● Set task
Each entry in the listing below should be restated word for word.

══ Source material ══

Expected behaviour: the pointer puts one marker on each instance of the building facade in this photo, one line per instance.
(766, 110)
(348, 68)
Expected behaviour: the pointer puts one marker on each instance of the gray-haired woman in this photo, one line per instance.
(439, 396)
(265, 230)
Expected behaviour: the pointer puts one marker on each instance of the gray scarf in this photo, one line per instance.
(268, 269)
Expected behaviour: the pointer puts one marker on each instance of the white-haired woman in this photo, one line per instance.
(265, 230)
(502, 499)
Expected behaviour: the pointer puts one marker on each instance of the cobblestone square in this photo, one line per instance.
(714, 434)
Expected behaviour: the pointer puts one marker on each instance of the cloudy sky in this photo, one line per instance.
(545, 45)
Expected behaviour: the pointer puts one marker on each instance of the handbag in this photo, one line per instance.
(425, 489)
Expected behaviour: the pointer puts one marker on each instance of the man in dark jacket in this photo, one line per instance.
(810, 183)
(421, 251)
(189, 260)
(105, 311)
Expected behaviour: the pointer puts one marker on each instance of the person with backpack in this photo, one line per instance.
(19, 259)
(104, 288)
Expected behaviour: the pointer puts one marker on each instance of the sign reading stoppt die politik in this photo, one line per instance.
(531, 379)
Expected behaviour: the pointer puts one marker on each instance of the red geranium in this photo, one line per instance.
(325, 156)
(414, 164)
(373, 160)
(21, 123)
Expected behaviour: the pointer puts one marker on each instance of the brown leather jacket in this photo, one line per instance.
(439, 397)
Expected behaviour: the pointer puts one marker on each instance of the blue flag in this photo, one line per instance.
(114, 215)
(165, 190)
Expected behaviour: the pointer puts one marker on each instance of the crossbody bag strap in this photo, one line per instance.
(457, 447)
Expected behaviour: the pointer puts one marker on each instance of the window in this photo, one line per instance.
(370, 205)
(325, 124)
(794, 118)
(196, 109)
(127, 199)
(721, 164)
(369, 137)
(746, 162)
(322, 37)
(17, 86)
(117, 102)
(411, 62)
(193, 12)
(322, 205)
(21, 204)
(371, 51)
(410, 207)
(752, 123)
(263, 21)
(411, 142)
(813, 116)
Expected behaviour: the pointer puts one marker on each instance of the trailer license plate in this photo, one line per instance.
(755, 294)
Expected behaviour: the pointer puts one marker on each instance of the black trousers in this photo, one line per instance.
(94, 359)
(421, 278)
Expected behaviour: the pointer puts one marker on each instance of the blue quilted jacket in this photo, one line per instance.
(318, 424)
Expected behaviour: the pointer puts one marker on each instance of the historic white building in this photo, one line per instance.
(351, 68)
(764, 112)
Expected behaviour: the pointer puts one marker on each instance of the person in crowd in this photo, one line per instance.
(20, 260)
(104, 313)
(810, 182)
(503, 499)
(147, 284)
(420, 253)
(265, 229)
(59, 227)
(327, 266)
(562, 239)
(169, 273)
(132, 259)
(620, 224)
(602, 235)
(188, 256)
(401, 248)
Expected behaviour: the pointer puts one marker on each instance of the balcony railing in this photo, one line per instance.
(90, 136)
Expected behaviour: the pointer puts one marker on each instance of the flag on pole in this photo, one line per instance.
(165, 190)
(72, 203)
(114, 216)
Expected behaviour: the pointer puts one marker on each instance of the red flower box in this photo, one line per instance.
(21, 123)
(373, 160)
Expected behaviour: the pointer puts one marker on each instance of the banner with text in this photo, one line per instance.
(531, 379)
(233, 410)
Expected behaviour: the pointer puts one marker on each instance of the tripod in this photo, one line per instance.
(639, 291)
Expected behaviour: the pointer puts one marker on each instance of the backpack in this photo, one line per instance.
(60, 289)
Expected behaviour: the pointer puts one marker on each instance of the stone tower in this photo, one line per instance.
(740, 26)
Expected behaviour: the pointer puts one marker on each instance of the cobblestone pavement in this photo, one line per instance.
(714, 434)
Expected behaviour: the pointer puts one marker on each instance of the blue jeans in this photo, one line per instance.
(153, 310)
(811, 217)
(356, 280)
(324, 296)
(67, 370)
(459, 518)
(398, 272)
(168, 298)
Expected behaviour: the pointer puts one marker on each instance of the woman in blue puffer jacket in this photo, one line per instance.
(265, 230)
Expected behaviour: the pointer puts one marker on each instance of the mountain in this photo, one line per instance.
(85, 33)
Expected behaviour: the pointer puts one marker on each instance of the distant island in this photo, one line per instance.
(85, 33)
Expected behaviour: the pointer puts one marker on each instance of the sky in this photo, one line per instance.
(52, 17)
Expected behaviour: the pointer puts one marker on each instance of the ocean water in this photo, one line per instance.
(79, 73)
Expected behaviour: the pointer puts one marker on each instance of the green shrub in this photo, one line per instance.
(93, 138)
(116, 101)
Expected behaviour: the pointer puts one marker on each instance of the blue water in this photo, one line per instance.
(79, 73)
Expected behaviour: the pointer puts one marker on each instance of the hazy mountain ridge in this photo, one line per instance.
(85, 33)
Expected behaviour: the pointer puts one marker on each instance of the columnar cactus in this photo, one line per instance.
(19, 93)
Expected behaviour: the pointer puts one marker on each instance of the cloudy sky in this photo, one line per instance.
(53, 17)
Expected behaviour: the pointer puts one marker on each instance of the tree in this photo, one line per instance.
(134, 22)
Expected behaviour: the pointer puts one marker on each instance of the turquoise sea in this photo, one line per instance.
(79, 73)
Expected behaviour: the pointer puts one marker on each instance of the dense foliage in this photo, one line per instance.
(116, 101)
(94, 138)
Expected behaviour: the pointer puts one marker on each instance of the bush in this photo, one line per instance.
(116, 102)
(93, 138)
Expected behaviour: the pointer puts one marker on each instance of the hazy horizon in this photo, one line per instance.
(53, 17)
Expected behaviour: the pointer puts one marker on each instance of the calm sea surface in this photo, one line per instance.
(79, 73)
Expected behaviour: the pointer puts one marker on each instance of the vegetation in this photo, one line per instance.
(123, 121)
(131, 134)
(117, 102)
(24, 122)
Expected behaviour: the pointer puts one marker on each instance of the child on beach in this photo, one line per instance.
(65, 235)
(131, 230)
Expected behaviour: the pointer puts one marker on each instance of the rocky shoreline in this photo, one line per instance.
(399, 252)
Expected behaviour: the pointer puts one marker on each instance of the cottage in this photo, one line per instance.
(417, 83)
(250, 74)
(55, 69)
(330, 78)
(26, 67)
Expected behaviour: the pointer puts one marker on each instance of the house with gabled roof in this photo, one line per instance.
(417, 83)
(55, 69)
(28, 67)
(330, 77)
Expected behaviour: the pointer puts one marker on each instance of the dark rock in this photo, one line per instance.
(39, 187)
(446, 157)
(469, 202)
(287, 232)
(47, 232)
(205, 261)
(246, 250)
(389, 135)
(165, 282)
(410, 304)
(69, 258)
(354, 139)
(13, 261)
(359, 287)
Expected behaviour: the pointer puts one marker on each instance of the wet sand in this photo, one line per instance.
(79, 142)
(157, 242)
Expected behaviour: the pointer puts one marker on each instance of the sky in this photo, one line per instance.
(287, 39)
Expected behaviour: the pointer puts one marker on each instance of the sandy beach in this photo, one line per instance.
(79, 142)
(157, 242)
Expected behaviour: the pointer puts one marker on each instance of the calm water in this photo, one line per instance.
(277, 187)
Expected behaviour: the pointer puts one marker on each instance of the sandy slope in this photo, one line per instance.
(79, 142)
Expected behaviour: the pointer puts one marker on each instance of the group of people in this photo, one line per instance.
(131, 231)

═══

● Solution to this problem
Expected behaviour: the pointer puts one marker on each instance of the building facade in this photo, one line per instance.
(766, 110)
(348, 68)
Expected behaviour: the pointer puts one marker on each instance of the gray-haired woman in this photo, one line per instance.
(439, 396)
(265, 230)
Expected behaviour: the pointer puts one marker on each instance of the gray scarf in this photo, one line per instance.
(268, 269)
Expected behaviour: the pointer puts one marker on each instance of the white-haired woman in this photo, one line per instance.
(265, 230)
(502, 499)
Expected behaviour: the pointer puts one marker on each instance of the cobblestone square in this photo, one line per instance.
(714, 434)
Expected behaviour: the pointer puts one marker on each instance of the cloudy sky in this photo, one line per instance.
(545, 45)
Expected behaviour: the pointer puts one marker on each instance of the handbag in this photo, one line per instance.
(425, 489)
Expected behaviour: the pointer puts one marker on each instance of the man in dark jacket in this photo, one line per instance.
(810, 183)
(421, 251)
(189, 260)
(105, 311)
Expected behaviour: the pointer puts one marker on each instance of the person with backpack in this photo, one line per instance.
(19, 259)
(104, 288)
Expected behaviour: the pointer puts one marker on each instance of the sign reading stoppt die politik in this photo, one line per instance.
(531, 379)
Expected behaviour: the pointer puts one marker on each instance of the red geranium in this photo, one line per instance.
(325, 156)
(414, 164)
(373, 160)
(21, 123)
Expected behaviour: the pointer puts one marker on each instance of the brown leather jacket in this photo, one line per instance.
(439, 397)
Expected behaviour: the pointer puts one marker on each instance of the blue flag in this photo, one line per instance.
(114, 215)
(165, 190)
Expected behaviour: the pointer puts one marker on each instance of the crossbody bag strap in this photo, one line per instance.
(457, 447)
Expected behaviour: the pointer puts one marker on each instance of the window in this photo, one line per instance.
(370, 205)
(325, 124)
(794, 118)
(196, 109)
(127, 199)
(721, 164)
(369, 137)
(746, 162)
(322, 37)
(17, 86)
(117, 102)
(411, 62)
(193, 12)
(322, 205)
(21, 204)
(371, 51)
(410, 207)
(752, 123)
(263, 21)
(411, 142)
(813, 116)
Expected behaviour: the pointer puts one marker on each instance of the trailer license plate in this photo, one line per instance.
(755, 294)
Expected behaviour: the pointer puts one marker on each instance of the black trousers in this photo, one line per instance.
(94, 359)
(421, 278)
Expected behaviour: the pointer puts one marker on each instance of the blue quilted jacket in this photo, one line per instance.
(318, 424)
Expected behaviour: the pointer puts one marker on each instance of the historic white building in this photo, one line per instance.
(351, 68)
(764, 112)
Expected behaviour: the pointer puts one marker on each instance of the person in crowd in this photo, one line per instance.
(20, 260)
(104, 313)
(810, 182)
(503, 499)
(147, 284)
(420, 253)
(265, 229)
(59, 227)
(327, 266)
(562, 239)
(169, 273)
(132, 259)
(620, 224)
(602, 235)
(188, 256)
(401, 248)
Expected behaviour: the pointer puts one marker on each instance of the balcony railing in this photo, one line per instance.
(90, 136)
Expected behaviour: the pointer puts one marker on each instance of the flag on pole in this photo, one line per instance.
(165, 190)
(72, 203)
(114, 216)
Expected behaviour: the pointer puts one marker on each instance of the red flower box in this photo, one line per instance.
(21, 123)
(373, 160)
Expected behaviour: the pointer puts one marker on each instance of the banner with text in this photo, one line per instance.
(531, 379)
(233, 410)
Expected behaviour: the pointer puts one marker on each instance of the tripod in this photo, one line per instance.
(639, 291)
Expected behaviour: the pointer puts one marker on each instance of the backpack in this photo, one line per instance.
(60, 289)
Expected behaviour: the pointer puts one marker on each instance of the stone tower in this photo, one line per instance.
(740, 26)
Expected behaviour: the pointer puts one marker on each instance of the cobblestone pavement in this photo, one line per instance.
(714, 434)
Expected behaviour: the pointer puts one marker on each instance of the blue jeans in this photo, one line per instance.
(153, 310)
(811, 217)
(356, 280)
(324, 296)
(67, 370)
(459, 518)
(398, 272)
(168, 298)
Expected behaviour: the pointer puts one marker on each instance of the woman in blue puffer jacket in this photo, one line per instance.
(265, 230)
Expected behaviour: the pointer puts one marker on each instance of the mountain in this photo, one line per instance.
(85, 33)
Expected behaviour: the pointer puts one marker on each instance of the distant island in this photo, one line per instance.
(85, 33)
Expected behaviour: the pointer puts one marker on each instance of the sky in this photo, one line per instance.
(52, 17)
Expected behaviour: the pointer puts one marker on each instance of the ocean water in this photo, one line per instance.
(79, 73)
Expected behaviour: the pointer puts one marker on each instance of the green shrub in this photo, one line per instance.
(93, 138)
(116, 101)
Expected behaviour: the pointer puts one marker on each instance of the blue water in this photo, one line per instance.
(79, 73)
Expected behaviour: the pointer puts one marker on each instance of the hazy mountain ridge in this photo, one line per instance.
(85, 33)
Expected behaviour: the pointer puts one marker on each instance of the columnar cactus in this photo, one line per instance.
(19, 93)
Expected behaviour: the pointer puts one marker on each instance of the cloudy sky in this photo, one line per instance.
(53, 17)
Expected behaviour: the pointer puts one marker on each instance of the tree in this photo, one line per instance.
(134, 22)
Expected behaviour: the pointer puts one marker on each instance of the turquoise sea in this photo, one line per instance.
(79, 73)
Expected behaviour: the pointer puts one marker on each instance of the dense foliage in this photo, one line per instance.
(116, 101)
(94, 138)
Expected behaviour: the pointer puts one marker on each instance of the bush in this photo, one line per instance.
(116, 102)
(93, 138)
Expected behaviour: the pointer puts one marker on each instance of the hazy horizon in this photo, one line per instance.
(53, 17)
Expected behaviour: the pointer puts one marker on each instance of the calm sea surface in this photo, one line per instance.
(79, 73)
Expected behaviour: the pointer puts one marker on each instance of the vegetation in this photo, one line per instance.
(123, 121)
(131, 134)
(117, 102)
(24, 122)
Expected behaviour: the pointer puts one marker on each instance of the child on beach in this photo, one line per instance.
(65, 235)
(131, 230)
Expected behaviour: the pointer puts one marker on each instance of the rocky shoreline in this photo, one line per instance.
(399, 252)
Expected behaviour: the pointer puts one marker on each instance of the cottage in this photo, one line per instance.
(417, 83)
(250, 74)
(55, 69)
(330, 78)
(26, 67)
Expected behaviour: the pointer puts one marker on each instance of the house with gabled roof in this photo, one line per instance.
(417, 83)
(55, 69)
(28, 67)
(330, 77)
Expected behaviour: the pointer puts one marker on each instance of the dark rock in this photo, one line per instance.
(39, 187)
(446, 157)
(469, 202)
(287, 232)
(47, 232)
(205, 261)
(246, 250)
(389, 135)
(165, 282)
(410, 304)
(69, 258)
(354, 139)
(13, 261)
(359, 287)
Expected behaviour: the pointer puts one marker on each instance of the wet sand in this photo, one line per instance.
(79, 142)
(157, 242)
Expected behaviour: the pointer puts one marker on each instance of the sky in this photo, one line per instance.
(287, 39)
Expected behaviour: the pointer puts one marker on each instance of the sandy beach in this photo, one line per instance.
(79, 142)
(157, 242)
Expected behaviour: the pointer puts one marker on each instance of the calm water in this photo, one line per instance.
(277, 187)
Expected behaviour: the pointer puts one marker on each instance of the sandy slope in this photo, one line per instance.
(79, 142)
Expected behaviour: the pointer puts one marker on each instance of the group of people in this photo, one line per instance.
(131, 231)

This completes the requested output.